> [Directions for this task]: The answer is a number and nothing else: the count of lines in these entries containing the word "tennis".

> [Materials provided]:
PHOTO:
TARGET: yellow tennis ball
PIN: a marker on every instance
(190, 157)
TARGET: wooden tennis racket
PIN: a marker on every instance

> [Completed exercise]: 2